Given information below:

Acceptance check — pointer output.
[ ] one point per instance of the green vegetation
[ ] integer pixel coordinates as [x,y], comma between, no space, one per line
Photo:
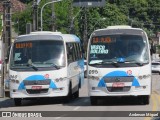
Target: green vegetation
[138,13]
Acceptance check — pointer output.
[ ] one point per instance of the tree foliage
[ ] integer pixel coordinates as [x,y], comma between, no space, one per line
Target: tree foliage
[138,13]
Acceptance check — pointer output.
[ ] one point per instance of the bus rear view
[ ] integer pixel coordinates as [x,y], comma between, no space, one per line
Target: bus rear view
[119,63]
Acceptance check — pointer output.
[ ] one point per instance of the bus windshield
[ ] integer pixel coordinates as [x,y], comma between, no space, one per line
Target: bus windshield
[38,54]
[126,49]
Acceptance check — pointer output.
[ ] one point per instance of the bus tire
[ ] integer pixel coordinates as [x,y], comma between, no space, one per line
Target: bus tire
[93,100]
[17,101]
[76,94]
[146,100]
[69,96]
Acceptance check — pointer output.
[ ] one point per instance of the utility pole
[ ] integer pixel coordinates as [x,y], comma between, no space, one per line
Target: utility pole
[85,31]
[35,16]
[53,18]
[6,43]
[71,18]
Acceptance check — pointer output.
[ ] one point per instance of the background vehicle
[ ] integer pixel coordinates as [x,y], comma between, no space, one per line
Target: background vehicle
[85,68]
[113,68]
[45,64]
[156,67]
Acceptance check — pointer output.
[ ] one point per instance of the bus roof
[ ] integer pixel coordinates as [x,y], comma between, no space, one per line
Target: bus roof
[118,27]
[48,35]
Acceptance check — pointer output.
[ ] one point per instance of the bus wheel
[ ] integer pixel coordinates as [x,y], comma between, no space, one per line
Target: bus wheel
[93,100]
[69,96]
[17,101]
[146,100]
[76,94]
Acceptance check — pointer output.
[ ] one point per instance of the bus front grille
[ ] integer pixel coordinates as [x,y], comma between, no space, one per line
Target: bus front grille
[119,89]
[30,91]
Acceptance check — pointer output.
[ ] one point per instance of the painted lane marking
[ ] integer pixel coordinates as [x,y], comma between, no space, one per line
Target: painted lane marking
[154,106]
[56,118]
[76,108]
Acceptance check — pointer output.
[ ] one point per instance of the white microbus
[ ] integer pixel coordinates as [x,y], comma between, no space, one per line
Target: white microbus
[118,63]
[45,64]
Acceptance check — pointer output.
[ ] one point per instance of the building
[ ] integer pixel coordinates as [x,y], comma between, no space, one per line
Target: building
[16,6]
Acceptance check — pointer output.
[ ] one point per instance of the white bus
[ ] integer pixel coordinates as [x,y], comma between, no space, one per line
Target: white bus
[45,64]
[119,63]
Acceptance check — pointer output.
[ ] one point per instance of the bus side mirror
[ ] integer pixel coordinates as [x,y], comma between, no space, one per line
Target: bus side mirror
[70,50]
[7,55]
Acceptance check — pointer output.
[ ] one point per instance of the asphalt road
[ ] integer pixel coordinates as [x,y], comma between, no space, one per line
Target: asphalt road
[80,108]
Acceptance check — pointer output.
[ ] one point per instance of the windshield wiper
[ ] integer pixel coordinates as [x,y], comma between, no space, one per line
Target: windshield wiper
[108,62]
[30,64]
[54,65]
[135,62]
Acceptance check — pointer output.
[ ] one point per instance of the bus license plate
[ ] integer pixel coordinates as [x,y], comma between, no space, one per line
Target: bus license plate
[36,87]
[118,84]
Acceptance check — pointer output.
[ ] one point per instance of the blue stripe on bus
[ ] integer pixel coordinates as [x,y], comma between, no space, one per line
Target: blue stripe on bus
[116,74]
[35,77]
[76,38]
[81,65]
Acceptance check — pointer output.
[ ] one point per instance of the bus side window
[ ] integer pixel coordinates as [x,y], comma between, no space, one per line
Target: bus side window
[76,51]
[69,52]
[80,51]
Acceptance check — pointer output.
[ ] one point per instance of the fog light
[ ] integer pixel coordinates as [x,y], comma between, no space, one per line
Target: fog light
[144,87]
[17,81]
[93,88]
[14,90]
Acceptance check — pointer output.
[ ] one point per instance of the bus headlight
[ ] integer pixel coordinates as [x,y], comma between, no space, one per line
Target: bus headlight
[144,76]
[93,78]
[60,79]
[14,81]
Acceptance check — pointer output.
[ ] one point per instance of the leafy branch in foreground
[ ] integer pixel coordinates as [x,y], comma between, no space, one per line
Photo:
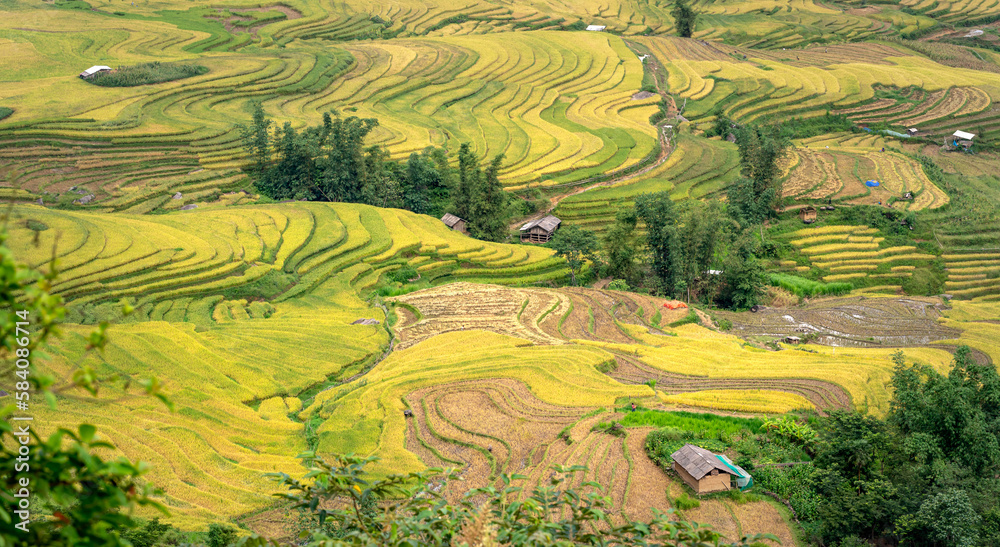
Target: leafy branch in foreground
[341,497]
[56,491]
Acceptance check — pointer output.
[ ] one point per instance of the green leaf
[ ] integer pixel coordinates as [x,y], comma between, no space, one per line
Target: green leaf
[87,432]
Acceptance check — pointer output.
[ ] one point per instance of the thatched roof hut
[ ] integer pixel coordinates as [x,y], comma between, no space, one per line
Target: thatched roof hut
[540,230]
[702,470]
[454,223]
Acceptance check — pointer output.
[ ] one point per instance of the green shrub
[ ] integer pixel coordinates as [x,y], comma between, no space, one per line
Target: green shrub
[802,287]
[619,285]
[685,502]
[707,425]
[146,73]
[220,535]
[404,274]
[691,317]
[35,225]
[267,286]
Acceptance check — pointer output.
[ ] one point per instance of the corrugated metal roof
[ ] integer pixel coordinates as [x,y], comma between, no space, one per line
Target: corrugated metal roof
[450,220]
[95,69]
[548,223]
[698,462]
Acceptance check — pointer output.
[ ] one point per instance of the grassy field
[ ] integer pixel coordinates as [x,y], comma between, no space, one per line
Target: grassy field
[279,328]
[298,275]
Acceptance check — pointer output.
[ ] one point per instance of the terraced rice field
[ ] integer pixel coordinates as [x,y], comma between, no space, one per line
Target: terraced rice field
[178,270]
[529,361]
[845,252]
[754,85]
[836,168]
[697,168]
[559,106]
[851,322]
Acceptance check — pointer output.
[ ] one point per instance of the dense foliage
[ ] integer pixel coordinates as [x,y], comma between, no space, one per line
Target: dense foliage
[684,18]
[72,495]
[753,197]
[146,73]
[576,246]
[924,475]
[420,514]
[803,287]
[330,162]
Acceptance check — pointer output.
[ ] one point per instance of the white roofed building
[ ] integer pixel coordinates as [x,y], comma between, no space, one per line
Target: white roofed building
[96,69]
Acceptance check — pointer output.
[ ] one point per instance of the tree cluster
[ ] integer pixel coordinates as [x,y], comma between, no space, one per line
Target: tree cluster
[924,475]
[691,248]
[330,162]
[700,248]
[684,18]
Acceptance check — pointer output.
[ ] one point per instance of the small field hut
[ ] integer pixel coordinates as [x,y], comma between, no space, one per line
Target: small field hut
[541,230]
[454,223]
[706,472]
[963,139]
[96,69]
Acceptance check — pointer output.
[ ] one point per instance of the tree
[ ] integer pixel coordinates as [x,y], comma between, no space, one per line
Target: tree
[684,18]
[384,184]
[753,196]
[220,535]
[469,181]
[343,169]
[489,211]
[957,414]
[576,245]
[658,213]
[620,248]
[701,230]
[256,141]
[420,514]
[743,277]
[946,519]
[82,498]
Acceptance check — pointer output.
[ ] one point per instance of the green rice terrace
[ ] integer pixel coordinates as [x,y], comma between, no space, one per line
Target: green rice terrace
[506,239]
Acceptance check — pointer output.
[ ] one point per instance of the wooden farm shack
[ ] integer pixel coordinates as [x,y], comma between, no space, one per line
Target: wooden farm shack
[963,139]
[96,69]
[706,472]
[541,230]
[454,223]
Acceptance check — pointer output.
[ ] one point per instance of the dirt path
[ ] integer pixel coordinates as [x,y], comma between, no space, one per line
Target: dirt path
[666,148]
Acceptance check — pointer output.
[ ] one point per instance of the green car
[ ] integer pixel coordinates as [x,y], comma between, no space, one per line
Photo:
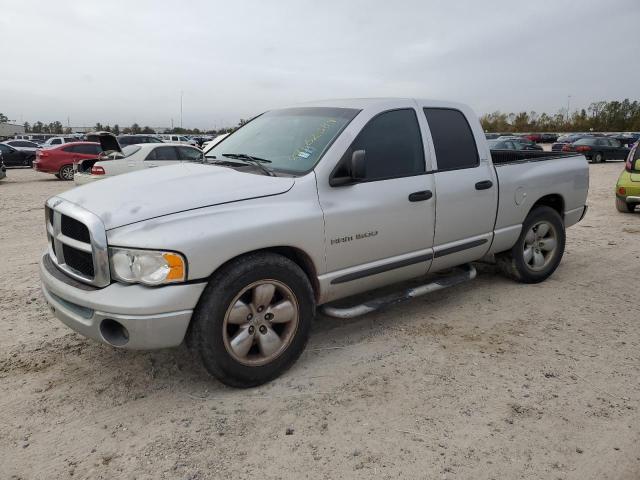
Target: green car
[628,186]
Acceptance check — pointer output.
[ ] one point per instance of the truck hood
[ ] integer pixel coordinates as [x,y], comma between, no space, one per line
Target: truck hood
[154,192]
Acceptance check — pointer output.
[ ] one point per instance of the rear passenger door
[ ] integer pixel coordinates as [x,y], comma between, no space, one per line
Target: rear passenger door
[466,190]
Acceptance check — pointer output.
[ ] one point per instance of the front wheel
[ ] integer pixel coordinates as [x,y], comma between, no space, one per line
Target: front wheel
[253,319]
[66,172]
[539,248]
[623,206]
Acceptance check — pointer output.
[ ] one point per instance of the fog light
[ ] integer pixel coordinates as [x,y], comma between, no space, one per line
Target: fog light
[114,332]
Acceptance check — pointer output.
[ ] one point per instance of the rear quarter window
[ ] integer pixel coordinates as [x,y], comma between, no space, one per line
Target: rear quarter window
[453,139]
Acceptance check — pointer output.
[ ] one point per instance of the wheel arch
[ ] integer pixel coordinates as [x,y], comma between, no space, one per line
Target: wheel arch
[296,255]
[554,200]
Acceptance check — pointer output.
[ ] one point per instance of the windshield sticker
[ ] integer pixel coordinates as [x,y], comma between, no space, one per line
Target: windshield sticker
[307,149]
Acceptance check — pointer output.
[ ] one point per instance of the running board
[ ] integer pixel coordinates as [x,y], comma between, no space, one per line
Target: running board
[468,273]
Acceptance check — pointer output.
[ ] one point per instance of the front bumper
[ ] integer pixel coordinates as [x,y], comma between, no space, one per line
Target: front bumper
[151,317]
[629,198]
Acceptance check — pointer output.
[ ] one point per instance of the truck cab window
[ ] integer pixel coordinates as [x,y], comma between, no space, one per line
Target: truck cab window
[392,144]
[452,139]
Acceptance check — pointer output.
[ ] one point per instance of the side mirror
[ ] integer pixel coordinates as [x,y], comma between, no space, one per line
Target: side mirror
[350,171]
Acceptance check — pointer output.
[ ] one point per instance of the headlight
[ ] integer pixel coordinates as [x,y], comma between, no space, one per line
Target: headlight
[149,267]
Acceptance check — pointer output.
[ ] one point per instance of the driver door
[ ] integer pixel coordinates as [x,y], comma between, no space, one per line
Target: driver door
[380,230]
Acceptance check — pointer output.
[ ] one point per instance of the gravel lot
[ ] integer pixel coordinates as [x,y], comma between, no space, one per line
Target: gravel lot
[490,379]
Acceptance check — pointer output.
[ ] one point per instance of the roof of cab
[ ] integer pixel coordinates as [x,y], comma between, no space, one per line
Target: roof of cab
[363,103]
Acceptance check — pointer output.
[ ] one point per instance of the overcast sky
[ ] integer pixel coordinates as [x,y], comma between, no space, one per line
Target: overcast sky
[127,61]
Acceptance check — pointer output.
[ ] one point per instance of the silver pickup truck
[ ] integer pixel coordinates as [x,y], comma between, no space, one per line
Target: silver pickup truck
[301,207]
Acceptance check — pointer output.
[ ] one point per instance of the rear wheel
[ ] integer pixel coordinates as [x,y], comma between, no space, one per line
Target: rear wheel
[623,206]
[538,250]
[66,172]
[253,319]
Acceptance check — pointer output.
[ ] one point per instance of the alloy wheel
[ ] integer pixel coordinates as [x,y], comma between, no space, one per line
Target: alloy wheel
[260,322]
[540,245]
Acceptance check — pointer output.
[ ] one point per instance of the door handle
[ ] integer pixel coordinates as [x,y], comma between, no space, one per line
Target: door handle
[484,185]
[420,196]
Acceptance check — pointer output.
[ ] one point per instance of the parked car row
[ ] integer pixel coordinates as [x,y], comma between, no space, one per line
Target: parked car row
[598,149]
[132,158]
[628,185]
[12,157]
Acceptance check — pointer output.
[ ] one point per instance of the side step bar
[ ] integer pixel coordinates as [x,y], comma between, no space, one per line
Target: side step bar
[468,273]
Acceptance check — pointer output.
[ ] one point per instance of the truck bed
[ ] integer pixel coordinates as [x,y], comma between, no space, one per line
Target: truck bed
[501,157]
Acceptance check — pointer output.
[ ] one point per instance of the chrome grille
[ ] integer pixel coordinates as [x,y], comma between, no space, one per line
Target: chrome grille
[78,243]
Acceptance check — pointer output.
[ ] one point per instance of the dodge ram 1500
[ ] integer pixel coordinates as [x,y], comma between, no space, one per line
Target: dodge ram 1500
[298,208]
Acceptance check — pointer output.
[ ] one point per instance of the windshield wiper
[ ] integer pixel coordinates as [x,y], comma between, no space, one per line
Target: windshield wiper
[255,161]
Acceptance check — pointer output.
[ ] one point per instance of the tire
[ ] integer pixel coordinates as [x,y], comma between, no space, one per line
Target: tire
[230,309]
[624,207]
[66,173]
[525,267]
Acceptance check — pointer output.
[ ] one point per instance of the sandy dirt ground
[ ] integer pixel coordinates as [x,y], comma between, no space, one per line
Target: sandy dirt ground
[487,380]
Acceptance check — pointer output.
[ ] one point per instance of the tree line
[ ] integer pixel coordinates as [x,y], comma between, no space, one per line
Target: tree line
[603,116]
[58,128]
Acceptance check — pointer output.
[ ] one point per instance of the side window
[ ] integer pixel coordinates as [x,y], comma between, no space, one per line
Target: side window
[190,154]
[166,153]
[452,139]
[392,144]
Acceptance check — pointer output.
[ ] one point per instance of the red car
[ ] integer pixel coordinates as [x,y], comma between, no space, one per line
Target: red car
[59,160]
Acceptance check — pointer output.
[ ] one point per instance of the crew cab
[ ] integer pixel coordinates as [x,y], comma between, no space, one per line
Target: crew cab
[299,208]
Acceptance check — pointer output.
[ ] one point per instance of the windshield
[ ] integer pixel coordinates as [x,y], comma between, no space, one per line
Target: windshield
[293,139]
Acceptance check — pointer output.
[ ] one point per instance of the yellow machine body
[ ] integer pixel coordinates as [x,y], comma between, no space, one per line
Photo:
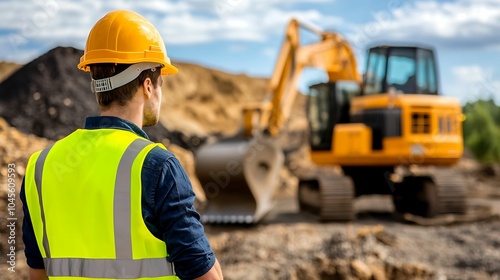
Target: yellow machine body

End of Given information.

◆ **Activity**:
Transcribe the lines above exactly, beginning at the one with "Target: wooden farm shack" and ending at the one with "[ ] one point per instance of the truck hood". Include both; exclude the pictures.

◆ **Answer**:
Target: wooden farm shack
[963,139]
[96,69]
[706,472]
[541,230]
[454,223]
Acceptance check — pointer output.
[ ] one point per instance of the dirt path
[ ] integer pixel coordinates as [x,y], comma between, no space, one per line
Target: dirt path
[666,148]
Acceptance check — pointer output.
[ ] one point per instance of the green car
[ ] integer pixel coordinates as [x,y], comma between, no space, one per line
Photo:
Target: green car
[628,186]
Acceptance check — pointer output.
[ ] one point per instance of the truck hood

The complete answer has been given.